▶ SHORT TASK
Output the records word for word, beginning at the line that contains "Every instance of the woman gets" and continuing through the last line of the records.
══ RECORDS FOR PROCESSING
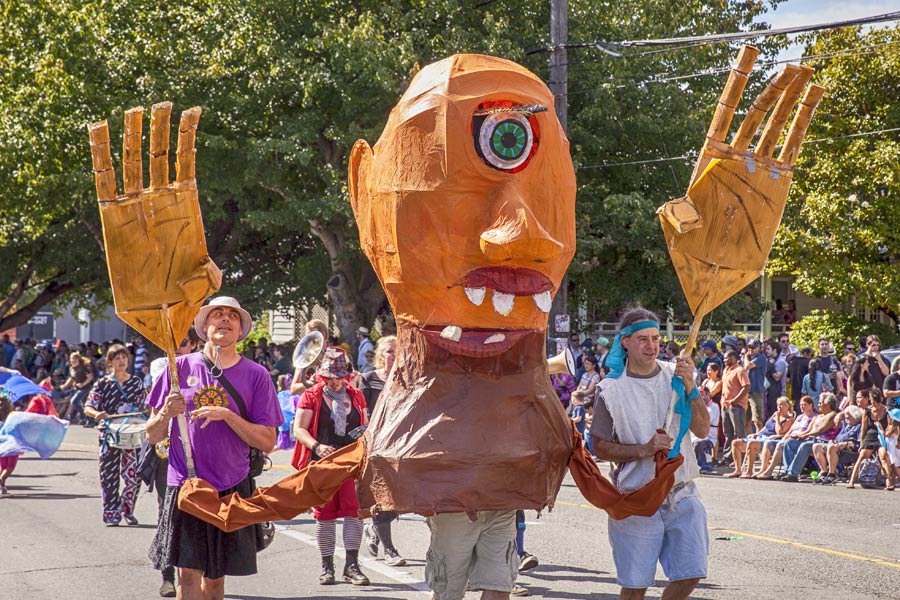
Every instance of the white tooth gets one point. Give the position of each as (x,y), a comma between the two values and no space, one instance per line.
(475,295)
(503,303)
(452,332)
(543,300)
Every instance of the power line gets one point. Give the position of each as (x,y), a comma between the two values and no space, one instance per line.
(726,37)
(635,162)
(661,78)
(691,157)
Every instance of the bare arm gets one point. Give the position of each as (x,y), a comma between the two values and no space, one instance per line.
(254,434)
(158,423)
(782,427)
(699,418)
(302,423)
(622,453)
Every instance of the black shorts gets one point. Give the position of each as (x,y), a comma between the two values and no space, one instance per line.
(185,541)
(847,456)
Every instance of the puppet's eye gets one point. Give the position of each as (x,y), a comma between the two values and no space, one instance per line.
(506,140)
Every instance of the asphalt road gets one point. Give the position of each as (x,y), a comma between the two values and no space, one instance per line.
(768,540)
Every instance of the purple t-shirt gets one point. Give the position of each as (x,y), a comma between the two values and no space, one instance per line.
(221,457)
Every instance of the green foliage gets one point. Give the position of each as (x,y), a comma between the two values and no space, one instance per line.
(837,327)
(840,237)
(260,330)
(286,88)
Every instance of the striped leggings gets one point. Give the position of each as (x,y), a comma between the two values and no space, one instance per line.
(326,534)
(116,464)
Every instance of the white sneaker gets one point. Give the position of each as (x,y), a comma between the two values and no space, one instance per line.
(370,539)
(392,559)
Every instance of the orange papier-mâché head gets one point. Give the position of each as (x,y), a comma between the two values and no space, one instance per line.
(466,204)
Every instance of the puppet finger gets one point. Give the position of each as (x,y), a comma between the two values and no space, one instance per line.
(160,114)
(797,132)
(776,124)
(132,162)
(185,166)
(761,106)
(101,159)
(731,94)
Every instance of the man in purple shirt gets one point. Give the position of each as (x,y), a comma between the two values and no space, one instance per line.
(220,441)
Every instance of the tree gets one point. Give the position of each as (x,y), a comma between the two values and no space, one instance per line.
(286,88)
(840,237)
(649,104)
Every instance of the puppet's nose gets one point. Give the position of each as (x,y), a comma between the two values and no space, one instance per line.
(516,233)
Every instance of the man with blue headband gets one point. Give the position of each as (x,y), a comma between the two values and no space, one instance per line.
(637,399)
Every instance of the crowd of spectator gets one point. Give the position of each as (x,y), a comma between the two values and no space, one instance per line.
(69,372)
(826,415)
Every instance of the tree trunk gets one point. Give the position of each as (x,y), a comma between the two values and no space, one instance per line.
(45,297)
(356,295)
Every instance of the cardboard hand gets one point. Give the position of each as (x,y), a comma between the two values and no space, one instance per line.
(159,267)
(720,234)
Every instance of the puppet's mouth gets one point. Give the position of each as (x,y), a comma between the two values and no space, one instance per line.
(505,284)
(478,343)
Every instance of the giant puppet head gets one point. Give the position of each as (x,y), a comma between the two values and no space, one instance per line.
(466,209)
(466,205)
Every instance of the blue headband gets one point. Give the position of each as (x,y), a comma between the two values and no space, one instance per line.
(615,360)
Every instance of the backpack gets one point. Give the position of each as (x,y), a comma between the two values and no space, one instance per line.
(870,475)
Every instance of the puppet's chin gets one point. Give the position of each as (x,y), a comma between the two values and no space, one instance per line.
(477,343)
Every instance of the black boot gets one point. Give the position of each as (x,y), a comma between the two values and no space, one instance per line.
(327,576)
(352,574)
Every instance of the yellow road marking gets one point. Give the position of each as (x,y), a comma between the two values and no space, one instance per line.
(765,538)
(884,562)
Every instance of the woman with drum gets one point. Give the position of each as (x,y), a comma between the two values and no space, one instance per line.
(329,417)
(115,394)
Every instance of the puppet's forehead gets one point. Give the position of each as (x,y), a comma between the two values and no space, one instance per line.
(465,80)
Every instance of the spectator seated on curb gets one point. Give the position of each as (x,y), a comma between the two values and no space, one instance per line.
(766,439)
(801,425)
(843,451)
(824,428)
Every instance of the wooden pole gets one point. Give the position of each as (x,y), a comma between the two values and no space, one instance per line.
(175,385)
(559,85)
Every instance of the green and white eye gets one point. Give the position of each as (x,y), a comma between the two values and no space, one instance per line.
(505,140)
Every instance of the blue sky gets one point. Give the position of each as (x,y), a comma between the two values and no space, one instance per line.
(811,12)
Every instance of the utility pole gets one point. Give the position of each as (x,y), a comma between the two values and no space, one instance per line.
(559,85)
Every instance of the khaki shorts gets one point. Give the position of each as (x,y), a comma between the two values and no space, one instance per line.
(479,555)
(756,407)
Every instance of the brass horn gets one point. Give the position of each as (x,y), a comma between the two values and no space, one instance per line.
(564,362)
(309,350)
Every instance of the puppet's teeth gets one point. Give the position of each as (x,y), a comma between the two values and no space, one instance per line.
(475,295)
(543,300)
(503,303)
(452,332)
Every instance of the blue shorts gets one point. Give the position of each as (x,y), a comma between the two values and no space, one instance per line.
(678,539)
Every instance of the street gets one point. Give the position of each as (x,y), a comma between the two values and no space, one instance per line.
(768,540)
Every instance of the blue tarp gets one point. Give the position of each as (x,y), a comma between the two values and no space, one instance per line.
(31,432)
(17,387)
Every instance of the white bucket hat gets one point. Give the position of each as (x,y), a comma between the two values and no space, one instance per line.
(227,301)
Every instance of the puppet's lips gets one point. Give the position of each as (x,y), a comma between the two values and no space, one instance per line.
(472,342)
(505,284)
(508,280)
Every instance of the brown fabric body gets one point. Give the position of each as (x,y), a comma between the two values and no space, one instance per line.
(312,486)
(459,434)
(600,492)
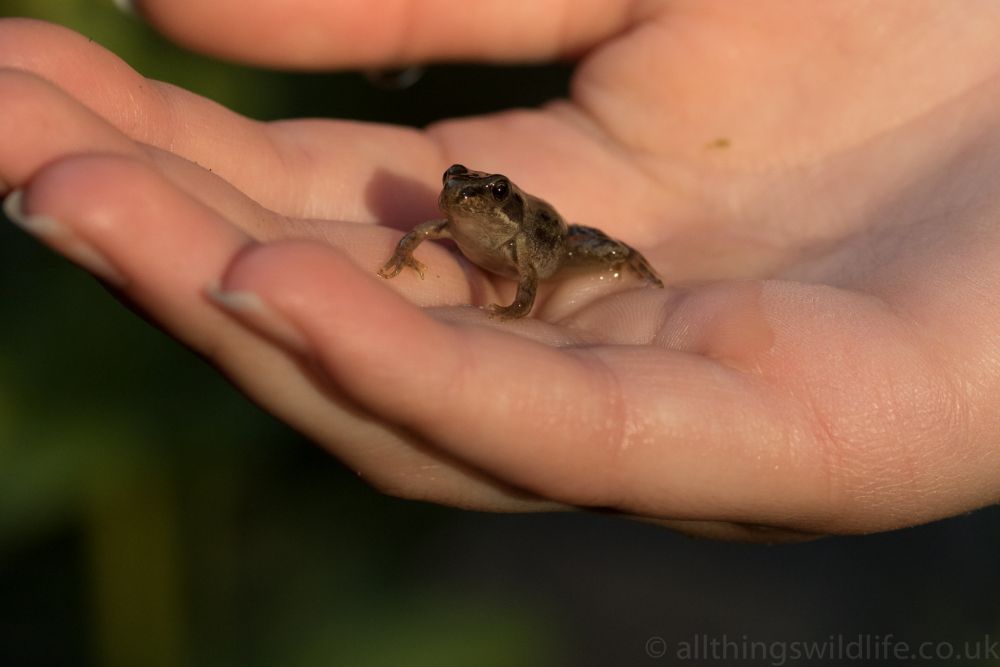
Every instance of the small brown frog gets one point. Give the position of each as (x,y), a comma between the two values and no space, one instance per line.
(502,229)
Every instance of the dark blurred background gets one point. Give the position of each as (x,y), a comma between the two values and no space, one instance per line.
(150,515)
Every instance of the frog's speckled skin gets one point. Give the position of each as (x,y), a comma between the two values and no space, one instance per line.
(503,229)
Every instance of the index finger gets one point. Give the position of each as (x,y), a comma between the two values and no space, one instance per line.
(320,34)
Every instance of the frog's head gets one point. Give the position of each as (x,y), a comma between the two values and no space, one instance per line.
(476,194)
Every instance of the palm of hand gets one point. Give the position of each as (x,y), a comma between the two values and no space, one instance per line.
(805,372)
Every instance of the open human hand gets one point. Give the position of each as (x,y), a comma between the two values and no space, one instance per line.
(814,182)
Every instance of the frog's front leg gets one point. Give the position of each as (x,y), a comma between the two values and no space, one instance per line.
(403,256)
(527,286)
(588,246)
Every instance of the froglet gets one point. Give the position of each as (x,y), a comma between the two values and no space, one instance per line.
(506,231)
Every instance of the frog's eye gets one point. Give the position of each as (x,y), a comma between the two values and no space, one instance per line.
(500,189)
(454,170)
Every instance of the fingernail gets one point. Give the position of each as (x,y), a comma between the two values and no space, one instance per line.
(61,238)
(250,309)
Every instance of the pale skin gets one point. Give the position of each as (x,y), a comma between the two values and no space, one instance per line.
(817,180)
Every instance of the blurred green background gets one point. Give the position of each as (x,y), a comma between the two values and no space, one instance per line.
(150,515)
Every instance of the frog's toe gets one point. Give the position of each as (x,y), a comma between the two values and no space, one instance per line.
(417,266)
(390,270)
(641,266)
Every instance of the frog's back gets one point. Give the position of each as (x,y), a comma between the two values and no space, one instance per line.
(545,234)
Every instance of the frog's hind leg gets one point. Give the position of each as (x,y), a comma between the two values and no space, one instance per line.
(587,246)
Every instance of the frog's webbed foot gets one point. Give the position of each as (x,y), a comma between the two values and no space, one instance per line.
(527,287)
(395,265)
(511,312)
(403,256)
(588,246)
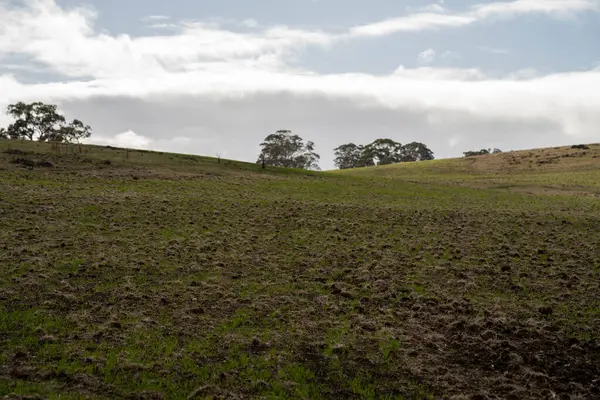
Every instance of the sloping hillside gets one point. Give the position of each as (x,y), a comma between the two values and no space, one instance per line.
(558,170)
(143,275)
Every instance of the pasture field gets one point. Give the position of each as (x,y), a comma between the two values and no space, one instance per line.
(145,275)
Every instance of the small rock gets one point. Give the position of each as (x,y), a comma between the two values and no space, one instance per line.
(48,339)
(545,310)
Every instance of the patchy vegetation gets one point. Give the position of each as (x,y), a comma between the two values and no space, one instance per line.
(144,275)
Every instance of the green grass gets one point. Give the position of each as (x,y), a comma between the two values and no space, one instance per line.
(173,276)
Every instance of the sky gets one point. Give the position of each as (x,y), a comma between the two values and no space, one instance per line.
(217,76)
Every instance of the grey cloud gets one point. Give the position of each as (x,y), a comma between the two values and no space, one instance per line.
(235,127)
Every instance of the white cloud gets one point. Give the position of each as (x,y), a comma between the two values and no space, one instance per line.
(207,90)
(437,18)
(156,18)
(128,139)
(494,50)
(427,56)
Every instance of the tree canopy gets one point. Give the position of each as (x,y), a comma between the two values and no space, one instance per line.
(282,149)
(380,152)
(473,153)
(42,122)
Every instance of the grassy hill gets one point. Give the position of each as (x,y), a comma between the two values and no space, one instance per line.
(145,275)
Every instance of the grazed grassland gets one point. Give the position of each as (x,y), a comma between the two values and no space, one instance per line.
(172,276)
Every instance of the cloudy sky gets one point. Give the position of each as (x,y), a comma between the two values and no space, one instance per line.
(217,76)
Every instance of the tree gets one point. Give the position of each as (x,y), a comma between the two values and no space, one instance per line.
(282,149)
(382,152)
(349,156)
(74,132)
(416,151)
(42,122)
(481,152)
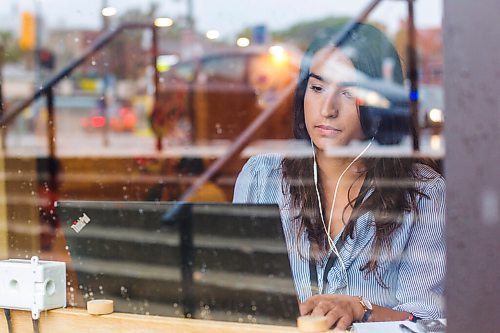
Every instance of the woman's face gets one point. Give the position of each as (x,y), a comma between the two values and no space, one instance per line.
(330,109)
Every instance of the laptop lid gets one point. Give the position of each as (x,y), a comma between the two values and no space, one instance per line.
(217,261)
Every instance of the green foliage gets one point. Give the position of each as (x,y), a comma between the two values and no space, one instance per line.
(11,51)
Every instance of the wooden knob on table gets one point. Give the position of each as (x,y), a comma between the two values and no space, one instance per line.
(312,324)
(100,306)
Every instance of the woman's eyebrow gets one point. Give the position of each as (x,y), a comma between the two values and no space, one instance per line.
(317,77)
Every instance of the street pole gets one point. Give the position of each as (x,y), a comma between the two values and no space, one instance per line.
(37,105)
(105,101)
(413,76)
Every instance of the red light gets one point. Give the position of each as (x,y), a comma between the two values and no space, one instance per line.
(98,121)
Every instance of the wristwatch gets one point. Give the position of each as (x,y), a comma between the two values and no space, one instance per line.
(367,307)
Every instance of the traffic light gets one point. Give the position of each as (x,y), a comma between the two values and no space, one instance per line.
(27,40)
(46,58)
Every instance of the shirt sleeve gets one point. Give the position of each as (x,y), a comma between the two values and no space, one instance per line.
(422,268)
(246,189)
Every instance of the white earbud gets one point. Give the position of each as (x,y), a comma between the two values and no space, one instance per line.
(328,229)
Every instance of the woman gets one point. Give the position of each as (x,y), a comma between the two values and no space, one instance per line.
(366,235)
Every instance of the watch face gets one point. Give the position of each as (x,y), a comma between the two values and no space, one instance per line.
(367,304)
════
▶ WORKED SOLUTION
Every instance of the woman gets one point. Give the position of each as (x,y), a comma between the two values and no space, one instance per line.
(366,235)
Every instance of the watch face gets one point. Give the position of each as (x,y), a comma between the two values and no space, one instance per line.
(367,304)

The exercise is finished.